[The problem]
Keep the pictures out of the copy and print all the entries below exactly.

[Segmentation mask data]

*** Begin section ***

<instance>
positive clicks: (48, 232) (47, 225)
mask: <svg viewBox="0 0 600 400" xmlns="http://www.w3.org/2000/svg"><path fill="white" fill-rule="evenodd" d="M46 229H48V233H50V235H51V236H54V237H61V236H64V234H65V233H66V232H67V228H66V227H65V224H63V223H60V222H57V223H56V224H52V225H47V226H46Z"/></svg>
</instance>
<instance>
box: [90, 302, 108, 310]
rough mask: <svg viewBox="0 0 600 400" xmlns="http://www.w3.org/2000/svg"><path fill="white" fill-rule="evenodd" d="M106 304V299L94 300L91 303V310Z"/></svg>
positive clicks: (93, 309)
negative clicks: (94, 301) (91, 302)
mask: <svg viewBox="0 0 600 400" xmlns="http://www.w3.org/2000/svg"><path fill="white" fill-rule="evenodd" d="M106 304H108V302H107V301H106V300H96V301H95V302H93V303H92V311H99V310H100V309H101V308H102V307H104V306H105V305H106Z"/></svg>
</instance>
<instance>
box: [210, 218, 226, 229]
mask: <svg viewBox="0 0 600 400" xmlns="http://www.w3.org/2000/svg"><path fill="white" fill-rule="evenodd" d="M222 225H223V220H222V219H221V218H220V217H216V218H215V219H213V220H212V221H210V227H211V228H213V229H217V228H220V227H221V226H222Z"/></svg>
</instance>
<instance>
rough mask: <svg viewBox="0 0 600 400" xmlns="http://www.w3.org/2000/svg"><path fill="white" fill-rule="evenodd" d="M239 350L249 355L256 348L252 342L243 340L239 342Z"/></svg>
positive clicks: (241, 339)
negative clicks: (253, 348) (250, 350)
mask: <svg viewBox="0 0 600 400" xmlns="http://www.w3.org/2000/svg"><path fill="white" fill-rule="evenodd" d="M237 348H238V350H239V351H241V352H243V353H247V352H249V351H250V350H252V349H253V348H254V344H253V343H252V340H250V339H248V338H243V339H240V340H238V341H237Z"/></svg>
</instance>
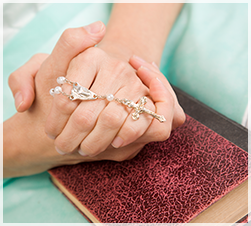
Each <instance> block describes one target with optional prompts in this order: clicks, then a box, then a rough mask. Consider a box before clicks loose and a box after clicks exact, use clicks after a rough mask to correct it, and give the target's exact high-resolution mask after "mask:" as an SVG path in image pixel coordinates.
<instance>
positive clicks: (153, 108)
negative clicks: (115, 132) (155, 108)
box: [112, 99, 155, 148]
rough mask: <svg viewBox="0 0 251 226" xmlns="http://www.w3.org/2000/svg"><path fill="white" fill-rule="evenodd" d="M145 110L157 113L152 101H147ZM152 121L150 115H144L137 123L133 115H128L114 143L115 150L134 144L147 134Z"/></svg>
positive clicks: (120, 129) (149, 99)
mask: <svg viewBox="0 0 251 226" xmlns="http://www.w3.org/2000/svg"><path fill="white" fill-rule="evenodd" d="M145 108H147V109H149V110H151V111H153V112H155V106H154V104H153V103H152V101H151V100H150V99H148V100H147V103H146V105H145ZM132 112H134V111H132ZM152 120H153V118H152V116H150V115H148V114H142V115H140V117H139V119H138V120H136V121H135V120H133V119H132V113H131V114H130V115H128V117H127V119H126V121H125V122H124V124H123V126H122V128H121V129H120V130H119V132H118V134H117V135H116V137H115V139H114V140H113V141H112V146H113V147H115V148H120V147H124V146H126V145H128V144H130V143H133V142H134V141H136V140H137V139H138V138H139V137H141V136H142V135H143V134H144V133H145V132H146V130H147V129H148V127H149V125H150V124H151V122H152Z"/></svg>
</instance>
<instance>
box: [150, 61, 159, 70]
mask: <svg viewBox="0 0 251 226" xmlns="http://www.w3.org/2000/svg"><path fill="white" fill-rule="evenodd" d="M152 65H153V66H154V67H156V68H157V69H158V70H159V67H158V65H157V64H156V63H155V62H154V61H153V62H152Z"/></svg>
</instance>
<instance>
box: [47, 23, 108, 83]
mask: <svg viewBox="0 0 251 226" xmlns="http://www.w3.org/2000/svg"><path fill="white" fill-rule="evenodd" d="M104 35H105V25H104V24H103V23H102V22H101V21H97V22H94V23H92V24H89V25H87V26H85V27H79V28H68V29H66V30H65V31H64V32H63V34H62V35H61V37H60V38H59V40H58V42H57V44H56V46H55V47H54V49H53V51H52V53H51V55H50V57H49V58H48V62H50V63H48V64H46V65H47V66H49V67H47V72H46V73H45V75H47V78H48V79H53V81H55V78H57V77H59V76H65V75H66V72H67V69H68V66H69V64H70V62H71V60H72V59H73V58H74V57H76V56H77V55H78V54H79V53H81V52H83V51H85V50H86V49H87V48H90V47H92V46H95V45H96V44H98V43H99V42H100V41H101V40H102V39H103V37H104ZM48 70H49V71H48Z"/></svg>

*** End section ***

[Worked solution]
<instance>
positive clicks: (48, 232) (47, 225)
mask: <svg viewBox="0 0 600 400" xmlns="http://www.w3.org/2000/svg"><path fill="white" fill-rule="evenodd" d="M46 229H48V233H50V235H51V236H54V237H61V236H64V234H65V233H66V232H67V228H66V227H65V224H63V223H60V222H57V223H56V224H52V225H47V226H46Z"/></svg>
</instance>
<instance>
box: [90, 302, 108, 310]
rough mask: <svg viewBox="0 0 600 400" xmlns="http://www.w3.org/2000/svg"><path fill="white" fill-rule="evenodd" d="M106 304V299L94 300L91 303V310Z"/></svg>
positive clicks: (93, 309)
negative clicks: (94, 301) (91, 302)
mask: <svg viewBox="0 0 600 400" xmlns="http://www.w3.org/2000/svg"><path fill="white" fill-rule="evenodd" d="M106 304H108V302H107V301H106V300H96V301H95V302H93V303H92V311H99V310H100V309H101V308H102V307H104V306H105V305H106Z"/></svg>
</instance>
<instance>
box: [210, 218, 226, 229]
mask: <svg viewBox="0 0 600 400" xmlns="http://www.w3.org/2000/svg"><path fill="white" fill-rule="evenodd" d="M222 225H223V220H222V219H221V218H220V217H216V218H215V219H213V220H212V221H210V227H211V228H213V229H217V228H220V227H221V226H222Z"/></svg>
</instance>
<instance>
rough mask: <svg viewBox="0 0 600 400" xmlns="http://www.w3.org/2000/svg"><path fill="white" fill-rule="evenodd" d="M239 350L249 355L256 348L252 342L243 340L239 342Z"/></svg>
positive clicks: (241, 339)
negative clicks: (253, 348) (250, 350)
mask: <svg viewBox="0 0 600 400" xmlns="http://www.w3.org/2000/svg"><path fill="white" fill-rule="evenodd" d="M237 348H238V350H239V351H241V352H243V353H247V352H249V351H250V350H252V349H253V348H254V344H253V343H252V340H250V339H248V338H243V339H240V340H238V341H237Z"/></svg>
</instance>
Each <instance> block describes one target with optional prompts in this order: clicks, then a box, then a rough mask. Consider a box before clicks loose and a box after clicks exact, use clicks after a rough mask to correct it, and give the target's exact high-resolution mask after "mask:" as an SVG path in image pixel coordinates.
<instance>
positive clicks: (153, 108)
negative clicks: (115, 132) (155, 108)
box: [112, 99, 155, 148]
rough mask: <svg viewBox="0 0 251 226" xmlns="http://www.w3.org/2000/svg"><path fill="white" fill-rule="evenodd" d="M145 110L157 113L152 101H147ZM152 121L150 115H144L137 123L133 115H128L114 143L115 150L134 144L147 134Z"/></svg>
positive clicks: (120, 129) (149, 99)
mask: <svg viewBox="0 0 251 226" xmlns="http://www.w3.org/2000/svg"><path fill="white" fill-rule="evenodd" d="M145 108H147V109H149V110H151V111H153V112H155V106H154V104H153V103H152V101H151V100H150V99H148V100H147V103H146V105H145ZM132 112H134V111H132ZM152 120H153V118H152V116H150V115H148V114H142V115H140V117H139V119H138V120H136V121H135V120H133V119H132V113H131V114H130V115H128V117H127V119H126V121H125V122H124V124H123V126H122V128H121V129H120V130H119V132H118V134H117V135H116V137H115V139H114V140H113V141H112V146H113V147H115V148H120V147H124V146H126V145H128V144H130V143H133V142H134V141H136V140H137V139H138V138H139V137H141V136H142V135H143V134H144V133H145V132H146V130H147V129H148V127H149V125H150V124H151V122H152Z"/></svg>
</instance>
<instance>
box: [150, 61, 159, 70]
mask: <svg viewBox="0 0 251 226" xmlns="http://www.w3.org/2000/svg"><path fill="white" fill-rule="evenodd" d="M152 65H153V66H154V67H156V68H157V69H158V70H159V67H158V65H157V64H156V63H155V62H154V61H153V62H152Z"/></svg>
</instance>
<instance>
box: [47, 23, 108, 83]
mask: <svg viewBox="0 0 251 226" xmlns="http://www.w3.org/2000/svg"><path fill="white" fill-rule="evenodd" d="M104 35H105V25H104V24H103V23H102V22H101V21H97V22H94V23H92V24H89V25H87V26H85V27H79V28H68V29H66V30H65V31H64V32H63V34H62V35H61V37H60V38H59V40H58V42H57V44H56V46H55V47H54V49H53V51H52V53H51V55H50V57H49V58H48V62H50V63H48V64H46V65H47V66H49V67H47V72H46V73H45V75H47V78H48V79H53V81H55V78H57V77H59V76H65V75H66V72H67V69H68V66H69V64H70V62H71V60H72V59H73V58H74V57H76V56H77V55H78V54H79V53H81V52H83V51H85V50H86V49H87V48H90V47H92V46H95V45H96V44H98V43H99V42H100V41H101V40H102V39H103V37H104ZM48 70H49V71H48Z"/></svg>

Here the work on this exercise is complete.